---------- Source material ----------

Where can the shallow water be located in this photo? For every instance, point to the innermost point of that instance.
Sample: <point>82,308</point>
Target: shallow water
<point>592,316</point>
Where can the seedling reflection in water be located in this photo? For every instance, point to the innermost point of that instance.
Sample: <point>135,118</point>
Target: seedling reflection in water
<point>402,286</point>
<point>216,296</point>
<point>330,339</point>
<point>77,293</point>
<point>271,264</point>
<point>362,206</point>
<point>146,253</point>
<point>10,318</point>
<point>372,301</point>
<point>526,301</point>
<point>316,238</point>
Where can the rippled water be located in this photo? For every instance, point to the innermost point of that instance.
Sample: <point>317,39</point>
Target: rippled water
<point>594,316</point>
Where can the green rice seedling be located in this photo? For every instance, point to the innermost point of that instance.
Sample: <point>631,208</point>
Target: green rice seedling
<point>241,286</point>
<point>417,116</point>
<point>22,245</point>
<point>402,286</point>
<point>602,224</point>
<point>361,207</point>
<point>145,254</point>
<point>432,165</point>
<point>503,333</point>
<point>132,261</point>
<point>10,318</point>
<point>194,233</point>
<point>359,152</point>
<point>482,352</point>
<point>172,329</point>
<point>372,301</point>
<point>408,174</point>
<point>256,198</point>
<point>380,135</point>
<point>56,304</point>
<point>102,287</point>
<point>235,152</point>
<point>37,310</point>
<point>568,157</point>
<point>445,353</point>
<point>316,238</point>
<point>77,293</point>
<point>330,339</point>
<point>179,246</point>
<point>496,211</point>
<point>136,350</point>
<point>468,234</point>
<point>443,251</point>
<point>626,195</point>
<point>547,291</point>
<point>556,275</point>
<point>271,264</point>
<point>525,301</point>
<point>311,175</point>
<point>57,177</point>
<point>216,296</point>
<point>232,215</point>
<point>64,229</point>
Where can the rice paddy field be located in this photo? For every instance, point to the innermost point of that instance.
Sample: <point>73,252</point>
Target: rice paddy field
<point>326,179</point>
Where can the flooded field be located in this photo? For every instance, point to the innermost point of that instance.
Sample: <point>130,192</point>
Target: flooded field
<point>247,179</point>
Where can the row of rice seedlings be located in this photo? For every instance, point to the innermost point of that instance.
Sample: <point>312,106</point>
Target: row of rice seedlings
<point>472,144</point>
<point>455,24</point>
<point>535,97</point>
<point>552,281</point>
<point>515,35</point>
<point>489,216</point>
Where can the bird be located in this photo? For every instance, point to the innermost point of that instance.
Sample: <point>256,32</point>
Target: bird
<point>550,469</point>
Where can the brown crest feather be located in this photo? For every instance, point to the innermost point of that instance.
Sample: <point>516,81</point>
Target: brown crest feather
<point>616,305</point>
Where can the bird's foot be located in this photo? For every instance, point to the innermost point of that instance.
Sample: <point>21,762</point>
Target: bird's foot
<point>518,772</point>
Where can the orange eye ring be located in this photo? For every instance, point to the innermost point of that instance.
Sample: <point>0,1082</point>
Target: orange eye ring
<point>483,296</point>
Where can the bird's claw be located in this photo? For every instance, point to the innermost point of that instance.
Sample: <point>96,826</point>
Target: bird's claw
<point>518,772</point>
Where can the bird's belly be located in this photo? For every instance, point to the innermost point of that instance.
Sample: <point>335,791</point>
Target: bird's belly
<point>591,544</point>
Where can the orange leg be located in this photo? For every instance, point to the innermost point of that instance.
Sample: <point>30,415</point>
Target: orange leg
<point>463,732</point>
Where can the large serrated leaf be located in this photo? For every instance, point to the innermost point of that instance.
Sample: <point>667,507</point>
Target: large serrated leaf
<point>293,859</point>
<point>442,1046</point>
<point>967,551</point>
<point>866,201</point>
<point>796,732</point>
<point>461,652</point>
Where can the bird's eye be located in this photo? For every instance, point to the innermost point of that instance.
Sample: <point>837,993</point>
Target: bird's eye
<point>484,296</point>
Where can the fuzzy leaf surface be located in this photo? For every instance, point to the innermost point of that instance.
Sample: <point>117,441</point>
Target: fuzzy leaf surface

----------

*What you need to do*
Recopy all the entries faithfully, leaving none out.

*Solution*
Where can the shallow water be located in this photo? For every instance, point to the innermost point of that instance.
Sample: <point>82,308</point>
Target: shallow water
<point>592,316</point>
Where can the seedling reflection in water be located in this photo? For every instance, point to the innermost point of that instance.
Sample: <point>135,118</point>
Target: seedling reflection in water
<point>402,286</point>
<point>216,296</point>
<point>330,339</point>
<point>77,293</point>
<point>271,264</point>
<point>362,206</point>
<point>146,253</point>
<point>10,318</point>
<point>372,301</point>
<point>526,301</point>
<point>316,238</point>
Where can the rippled water be located in this photo? For every instance, point to the innermost point of that instance.
Sample: <point>317,39</point>
Target: rippled water
<point>594,316</point>
Where can the green rice seedling be located in this photo? For every instance, point to the innermost point of that instance.
Sample: <point>631,208</point>
Target: green rice seedling
<point>241,286</point>
<point>417,116</point>
<point>22,245</point>
<point>402,286</point>
<point>602,224</point>
<point>361,207</point>
<point>145,254</point>
<point>432,165</point>
<point>503,333</point>
<point>132,261</point>
<point>10,318</point>
<point>194,233</point>
<point>359,152</point>
<point>482,352</point>
<point>172,329</point>
<point>372,301</point>
<point>408,174</point>
<point>256,198</point>
<point>380,135</point>
<point>56,304</point>
<point>102,287</point>
<point>235,152</point>
<point>37,310</point>
<point>568,157</point>
<point>445,353</point>
<point>316,238</point>
<point>77,293</point>
<point>330,339</point>
<point>179,246</point>
<point>496,211</point>
<point>136,350</point>
<point>468,234</point>
<point>443,251</point>
<point>626,195</point>
<point>547,291</point>
<point>556,275</point>
<point>271,264</point>
<point>525,301</point>
<point>311,175</point>
<point>57,177</point>
<point>216,296</point>
<point>232,215</point>
<point>64,229</point>
Where can the rice paddy field be located in this photo? For every instance, point to the innermost point of that instance.
Sample: <point>73,252</point>
Target: rice paddy field
<point>326,179</point>
Where can the flooded field be located in this photo? For every instance, point to the innermost point of that instance.
Sample: <point>130,192</point>
Target: flooded field
<point>247,179</point>
Where can the row of rice seedlings be located in this photo? For every instance, point to the innermost point of that instance.
Sample: <point>312,106</point>
Target: row of rice seedlings
<point>472,144</point>
<point>455,24</point>
<point>535,97</point>
<point>552,281</point>
<point>515,35</point>
<point>489,216</point>
Where can the bird be located in this photo? For every instance, point to the innermost point of that instance.
Sample: <point>256,32</point>
Target: bird
<point>550,469</point>
Where can the brown crest feather be located in this photo? For every instance, point to the innermost point of that instance.
Sample: <point>516,81</point>
Target: brown crest feather
<point>616,305</point>
Where can the bird's foot be located in this photo? For every instance, point to the innermost point of that instance.
Sample: <point>21,762</point>
Target: bird's foot
<point>518,772</point>
Where can the orange eye ring be located in this photo? For every instance, point to the innermost point of that instance.
Sample: <point>0,1082</point>
Target: orange eye ring
<point>483,296</point>
Where can the bird's claw be located in this photo? For every instance, point to the innermost point of that instance.
Sample: <point>96,826</point>
Target: bird's claw
<point>518,772</point>
Where can the bird's belly be located in this photo? For every instance, point to the innermost point of that instance.
Sample: <point>335,791</point>
Target: bird's belly
<point>591,544</point>
Where can the orange leg be located in this photo? For every instance, point to the innermost point of that instance.
Sample: <point>30,415</point>
Target: orange leg
<point>463,732</point>
Where can the large serrated leaf be located in this photo? For every instance, point to the innermost point of that instance.
Sample: <point>667,507</point>
Target: large serrated leaf
<point>293,859</point>
<point>442,1046</point>
<point>967,551</point>
<point>866,201</point>
<point>796,732</point>
<point>461,652</point>
Where can the bird's eye be located in this photo? For every instance, point to the innermost point of that instance.
Sample: <point>837,993</point>
Target: bird's eye
<point>484,296</point>
Where can the fuzzy leaf surface be located in this photo? For every instance, point to the innermost point of that instance.
Sample: <point>117,441</point>
Target: fuzzy leaf surface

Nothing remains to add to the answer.